Annotation data:
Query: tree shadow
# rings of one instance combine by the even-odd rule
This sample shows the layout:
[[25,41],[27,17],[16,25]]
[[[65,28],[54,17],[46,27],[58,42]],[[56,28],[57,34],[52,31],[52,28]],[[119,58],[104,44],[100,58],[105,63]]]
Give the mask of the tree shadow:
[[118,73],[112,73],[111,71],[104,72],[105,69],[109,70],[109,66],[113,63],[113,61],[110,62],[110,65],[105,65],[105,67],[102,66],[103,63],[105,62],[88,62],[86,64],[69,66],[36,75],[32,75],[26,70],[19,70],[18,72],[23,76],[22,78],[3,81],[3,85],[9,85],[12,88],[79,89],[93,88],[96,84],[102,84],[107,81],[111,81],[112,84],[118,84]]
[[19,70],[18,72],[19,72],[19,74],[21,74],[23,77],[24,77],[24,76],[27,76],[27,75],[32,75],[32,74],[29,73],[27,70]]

(PROBLEM DESCRIPTION):
Rewrite the data above, swapping "tree shadow" for "building shadow" wherever it occurs and leaving everything else unchanged.

(EXERCISE RESPONSE):
Query: building shadow
# rings of one instance combine by the even-odd rule
This sample shows the layout:
[[25,41],[27,17],[16,25]]
[[[65,28],[54,17],[46,27],[58,42]],[[56,28],[57,34],[52,31],[52,28]],[[119,58],[104,44],[100,58],[105,63]]]
Give the mask of the building shadow:
[[118,73],[112,73],[111,71],[104,72],[105,69],[109,70],[109,66],[113,63],[113,61],[110,62],[110,65],[105,65],[105,67],[102,66],[103,63],[105,62],[88,62],[86,64],[69,66],[36,75],[32,75],[26,70],[19,70],[18,72],[23,76],[22,78],[3,81],[3,85],[9,85],[12,88],[79,89],[93,88],[96,84],[102,84],[107,81],[111,81],[112,84],[118,84]]
[[19,70],[18,72],[19,72],[19,74],[21,74],[23,77],[24,77],[24,76],[27,76],[27,75],[32,75],[32,74],[29,73],[27,70]]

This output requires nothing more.